S’ensuit alors une archéologie de la matière : la terre rouge, nommée « latérite », résulte d’un « lessivage » passé ou présent du sol, d’où s’échappent les cations basiques (sodium, potassium, calcium, magnésium…), mais où reste l’oxyde de fer. En France, elle serait la mémoire de climats tropicaux anciens8. La craie se composant principalement de calcaire (sédiments de restes d’algues, de coquillages et de micro-fossiles) ainsi que d’argile, elle constitue un indice du fait que ces régions étaient immergées sous la mer à différents moments du crétacé au moment où, avec le réchauffement climatique de la période, se développaient en abondance la faune et la flore9. La matière est la mémoire matérielle de chaque période géologique : l’expérience des sites ouvre ainsi à une compréhension physique du temps. Le céramiste travaille avec les sédiments du temps, il est géologue, archéologue de la matière. Montmollin présente son activité comme celle d’un chiffonnier qui s’attache aux matières de rebut, matières négligées d’une société : « L’argile […] n’intéresse personne […] les gens n’en veulent pas10. » Chiffonnier un temps, puis alchimiste enfin, car le céramiste se doit de « libérer un potentiel de richesse contenu dans le monde minéral ordinaire11 ». À quoi bon sinon tous ces efforts ? Chaque céramique dialogue avec le temps géologique, elle en dit quelque chose :

« Dans ce bol encore jamais vu, fait des roches prélevées dans l’écorce terrestre et défourné aujourd’hui, une histoire est inscrite qui remonte au premier bol du premier potier12. »

[Figure 2]

L’expérience du site de récolte de la terre chez les céramistes résonne avec l’intérêt pour des sites particuliers que l’on trouve parmi les artistes aux prémices de l’art moderne dès la seconde moitié du XIXe siècle. Il y a chez Cézanne ce besoin de se confronter à la réalité physique d’un lieu, à ses conditions tant géologiques qu’atmosphériques, à l’éprouver dans ses matières et à interroger ses effets corporels. L’artiste Robert Smithson avait écrit que c’étaient les développements de la toute jeune photographie qui avaient poussé Cézanne à se rendre sur les sites :

« C’est la photographie qui a forcé Cézanne et ses contemporains à quitter leurs ateliers. Ils étaient en concurrence avec la photographie, alors ils se sont rendus sur des sites, car la photographie fait de la nature un concept impossible. Elle atténue en quelque sorte le concept de nature dans son ensemble, en ce sens que la terre (earth), après la photographie, devient davantage un musée. Les géologues parlent toujours de la terre comme d’un « musée », de « l’abîme du temps » et la traitent en termes d’artefacts. Retrouver des fragments de civilisations disparues et retrouver des roches, ceci fait de la terre une sorte d’artifice. […] Je pense qu’il serait intéressant de vérifier le comportement de Cézanne et sa motivation à se rendre sur le site. […] Il serait intéressant de traiter de l’écologie du comportement psychologique de l’artiste dans les différents sites de cette période. […] Il y a une référence physique. […] Il y a des implications physiques importantes. Et puis il y a la perception de Cézanne : être sur le sol, projeté sur un sol13. »
+--
PROBLÈME POSÉ A = Dans le passage fourni, relevez les cations basiques qui, selon le texte, s'échappent du sol lors du lessivage.

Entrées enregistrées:
+--
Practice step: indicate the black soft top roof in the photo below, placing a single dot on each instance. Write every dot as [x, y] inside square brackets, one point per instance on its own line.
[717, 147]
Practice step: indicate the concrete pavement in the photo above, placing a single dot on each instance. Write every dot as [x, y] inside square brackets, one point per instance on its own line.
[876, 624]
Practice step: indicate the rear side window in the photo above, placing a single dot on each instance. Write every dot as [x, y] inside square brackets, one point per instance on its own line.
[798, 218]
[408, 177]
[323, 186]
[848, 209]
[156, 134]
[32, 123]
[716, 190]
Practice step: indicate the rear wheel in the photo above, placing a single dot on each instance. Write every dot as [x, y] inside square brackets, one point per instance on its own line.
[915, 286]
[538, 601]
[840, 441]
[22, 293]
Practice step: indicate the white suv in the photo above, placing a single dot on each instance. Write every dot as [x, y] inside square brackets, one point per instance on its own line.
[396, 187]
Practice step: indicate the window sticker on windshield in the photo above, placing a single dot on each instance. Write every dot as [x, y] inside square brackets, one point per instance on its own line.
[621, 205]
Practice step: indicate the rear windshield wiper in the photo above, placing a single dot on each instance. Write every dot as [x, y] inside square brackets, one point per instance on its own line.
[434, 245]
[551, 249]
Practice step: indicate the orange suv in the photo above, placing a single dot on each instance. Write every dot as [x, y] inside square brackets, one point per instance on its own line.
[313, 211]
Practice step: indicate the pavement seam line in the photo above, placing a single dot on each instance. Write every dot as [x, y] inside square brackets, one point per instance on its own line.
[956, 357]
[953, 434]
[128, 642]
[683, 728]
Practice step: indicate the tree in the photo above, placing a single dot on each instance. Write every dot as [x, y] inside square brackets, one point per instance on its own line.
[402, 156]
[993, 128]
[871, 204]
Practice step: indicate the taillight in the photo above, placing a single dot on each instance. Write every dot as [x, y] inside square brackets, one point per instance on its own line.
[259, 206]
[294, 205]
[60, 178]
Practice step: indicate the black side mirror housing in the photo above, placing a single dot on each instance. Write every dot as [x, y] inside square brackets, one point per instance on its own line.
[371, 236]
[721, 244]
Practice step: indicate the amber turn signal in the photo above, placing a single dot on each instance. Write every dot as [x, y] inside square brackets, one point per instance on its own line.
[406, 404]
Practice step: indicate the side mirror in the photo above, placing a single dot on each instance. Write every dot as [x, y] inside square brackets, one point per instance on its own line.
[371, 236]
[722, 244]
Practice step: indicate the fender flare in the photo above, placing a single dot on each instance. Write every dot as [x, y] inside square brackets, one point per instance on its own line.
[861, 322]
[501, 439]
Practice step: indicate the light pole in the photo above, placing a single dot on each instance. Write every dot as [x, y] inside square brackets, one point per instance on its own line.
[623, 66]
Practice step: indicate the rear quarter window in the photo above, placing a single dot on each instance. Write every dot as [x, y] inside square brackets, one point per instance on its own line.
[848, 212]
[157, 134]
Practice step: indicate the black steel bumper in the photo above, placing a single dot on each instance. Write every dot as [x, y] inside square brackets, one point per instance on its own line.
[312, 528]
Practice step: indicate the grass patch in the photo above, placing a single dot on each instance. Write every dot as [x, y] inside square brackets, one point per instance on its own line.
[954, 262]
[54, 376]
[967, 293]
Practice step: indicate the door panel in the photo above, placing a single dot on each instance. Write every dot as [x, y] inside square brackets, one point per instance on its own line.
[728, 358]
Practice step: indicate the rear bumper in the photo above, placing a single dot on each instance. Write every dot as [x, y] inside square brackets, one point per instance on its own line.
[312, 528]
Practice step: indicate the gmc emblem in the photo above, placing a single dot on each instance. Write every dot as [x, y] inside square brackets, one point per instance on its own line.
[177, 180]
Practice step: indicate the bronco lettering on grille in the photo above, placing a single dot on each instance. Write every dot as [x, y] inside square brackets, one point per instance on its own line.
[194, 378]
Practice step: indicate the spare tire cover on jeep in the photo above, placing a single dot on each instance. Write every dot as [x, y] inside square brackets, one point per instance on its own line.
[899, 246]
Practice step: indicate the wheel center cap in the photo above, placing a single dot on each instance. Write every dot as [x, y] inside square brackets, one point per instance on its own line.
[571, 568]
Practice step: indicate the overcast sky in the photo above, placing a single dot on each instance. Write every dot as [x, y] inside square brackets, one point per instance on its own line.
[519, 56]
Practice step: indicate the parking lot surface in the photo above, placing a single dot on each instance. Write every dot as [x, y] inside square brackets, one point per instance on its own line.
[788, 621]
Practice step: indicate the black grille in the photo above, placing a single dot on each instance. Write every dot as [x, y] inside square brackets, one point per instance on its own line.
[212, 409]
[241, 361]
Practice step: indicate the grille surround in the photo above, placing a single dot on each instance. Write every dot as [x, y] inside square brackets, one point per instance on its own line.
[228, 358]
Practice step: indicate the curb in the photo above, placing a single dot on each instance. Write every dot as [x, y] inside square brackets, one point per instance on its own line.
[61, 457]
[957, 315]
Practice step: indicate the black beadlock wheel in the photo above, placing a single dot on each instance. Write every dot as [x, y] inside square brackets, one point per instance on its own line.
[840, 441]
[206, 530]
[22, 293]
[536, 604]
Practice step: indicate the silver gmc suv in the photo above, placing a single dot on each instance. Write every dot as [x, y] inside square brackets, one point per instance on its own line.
+--
PROBLÈME POSÉ B = Indiquez combien de lignes des entrées enregistrées ci-dessus contiennent la chaîne « grille ». Donnez seulement le nombre.

RÉSULTAT OBTENU A = sodium, potassium, calcium, magnésium

RÉSULTAT OBTENU B = 3